**EXTRAIT CHOISI:**
┄┄┄┄┄┄┄┄┄┄┄┄┄┄┄┄┄┄┄┄
Car je sais que l’ELN n’a pas
déposé les armes. Je ne peux pas me prononcer sur
les décisions de l’ELN. C’est une
organisation souveraine, une organisation de guérilla qui
combat depuis des années et qui,
d’après ce que je sais, n’a
jusqu’ici pas livré une seule cartouche.
— Les FARC sont
nées d’un mouvement de paysans pauvres, qui
constituent toujours le noyau principal de leur base sociale. Les FARC
ont-elles été capables depuis lors de repenser
leur réorientation stratégique à la
lumière de l’urbanisation extrêmement
rapide de la Colombie ? En d’autres termes, comment les FARC
s’adressent-elles aux masses urbaines
paupérisées qui subissent les constantes attaques
des paramilitaires, et la répression exercée par
l’Etat colombien ?
Je vous disais
à l’instant que les FARC-EP sont une organisation
politico-militaire. La lutte que mènent les FARC-EP
n’est pas un affrontement d’appareils,
c’est-à-dire entre l’appareil militaire
de l’Etat colombien et celui des FARC-EP proprement dit.
De manière
générale, si on analyse
l’évolution du comportement des Etats bourgeois,
on observe que ceux-ci ont diverses manières de mettre en
œuvre ce qu’ils appellent « la
démocratie représentative », et
qu’ils combinent à peu près toutes les
formes de lutte pour exploiter les peuples. Les gringos appellent cela
« la carotte et le bâton »,
qu’ils pratiquent de la manière suivante :
s’ils considèrent que les masses sont dociles, ils
les laissent développer certaines formes limitées
de démocratie pendant un certain temps ; s’ils
considèrent que ces masses se sont radicalisées,
ils font descendre les troupes dans la rue et répriment.
Mais s’ils constatent que ces mouvements de masse se
radicalisent encore, ils recourent au terrorisme d’Etat et
massacrent leurs opposant-e-s et exterminent des organisations de
masse. C’est la terreur au niveau le plus effrayant,
qu’ont connu tous les pays de notre Amérique dans
le passé récent et qui perdure encore en Colombie.
De ce point de vue, il
est légitime que les mouvements révolutionnaires
de Colombie et du monde emploient toutes les formes de lutte de masse
pour arriver aux changements révolutionnaires dont la
société a besoin à un moment de son
développement. Nous n’avons pas
proclamé la lutte armée par décret.
┄┄┄┄┄┄┄┄┄┄┄┄┄┄┄┄┄┄┄┄
**DONNÉES ENREGISTRÉES:**

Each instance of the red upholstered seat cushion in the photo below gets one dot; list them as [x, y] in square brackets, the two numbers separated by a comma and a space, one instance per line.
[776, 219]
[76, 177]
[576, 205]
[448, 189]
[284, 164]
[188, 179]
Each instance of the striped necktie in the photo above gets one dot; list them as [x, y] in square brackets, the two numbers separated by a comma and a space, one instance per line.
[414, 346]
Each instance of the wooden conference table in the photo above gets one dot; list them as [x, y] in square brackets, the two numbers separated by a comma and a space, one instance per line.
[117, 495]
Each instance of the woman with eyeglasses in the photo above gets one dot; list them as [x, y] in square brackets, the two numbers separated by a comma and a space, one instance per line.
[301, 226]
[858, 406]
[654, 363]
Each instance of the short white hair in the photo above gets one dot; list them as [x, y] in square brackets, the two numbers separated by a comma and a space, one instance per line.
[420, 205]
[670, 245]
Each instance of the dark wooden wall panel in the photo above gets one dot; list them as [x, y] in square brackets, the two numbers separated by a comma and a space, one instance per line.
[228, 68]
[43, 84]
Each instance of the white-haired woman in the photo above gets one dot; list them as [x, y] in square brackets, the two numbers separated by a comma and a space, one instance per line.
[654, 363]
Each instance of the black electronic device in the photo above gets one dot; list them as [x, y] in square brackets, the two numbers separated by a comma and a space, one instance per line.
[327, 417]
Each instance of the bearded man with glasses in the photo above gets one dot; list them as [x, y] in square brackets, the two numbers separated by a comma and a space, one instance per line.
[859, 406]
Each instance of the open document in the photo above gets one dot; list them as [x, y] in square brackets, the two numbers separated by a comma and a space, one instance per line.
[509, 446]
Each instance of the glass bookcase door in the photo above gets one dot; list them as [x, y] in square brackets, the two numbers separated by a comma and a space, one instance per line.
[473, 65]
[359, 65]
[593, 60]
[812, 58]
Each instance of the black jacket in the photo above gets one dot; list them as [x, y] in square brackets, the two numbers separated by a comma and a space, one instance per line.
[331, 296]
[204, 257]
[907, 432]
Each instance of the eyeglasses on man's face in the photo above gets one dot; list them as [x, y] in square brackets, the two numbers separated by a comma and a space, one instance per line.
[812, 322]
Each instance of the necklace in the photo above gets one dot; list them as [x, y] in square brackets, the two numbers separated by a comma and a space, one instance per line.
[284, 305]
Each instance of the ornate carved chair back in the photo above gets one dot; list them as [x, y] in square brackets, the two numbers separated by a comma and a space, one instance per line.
┄┄┄┄┄┄┄┄┄┄┄┄┄┄┄┄┄┄┄┄
**CONSIGNES:**
A - Selon l'extrait choisi, comment les États bourgeois réagissent-ils selon le comportement des masses ? Relevez chaque cas avec la réaction correspondante.
B - D'après l'extrait choisi, pourquoi est-il légitime que les mouvements révolutionnaires de Colombie emploient toutes les formes de lutte de masse ? Répondez en une à trois phrases.

**RÉPONSES ATTENDUES:**
A -
- Si les masses sont jugées dociles, ils les laissent développer certaines formes limitées de démocratie pendant un certain temps.
- Si les masses sont jugées radicalisées, ils font descendre les troupes dans la rue et répriment.
- Si les mouvements de masse se radicalisent encore, ils recourent au terrorisme d'État, massacrent leurs opposant-e-s et exterminent des organisations de masse.

B - Les États bourgeois combinent eux-mêmes à peu près toutes les formes de lutte pour exploiter les peuples, jusqu'au terrorisme d'État, aux massacres d'opposant-e-s et à l'extermination d'organisations de masse. Cette terreur, qu'ont connue tous les pays de « notre Amérique » dans le passé récent, perdure encore en Colombie.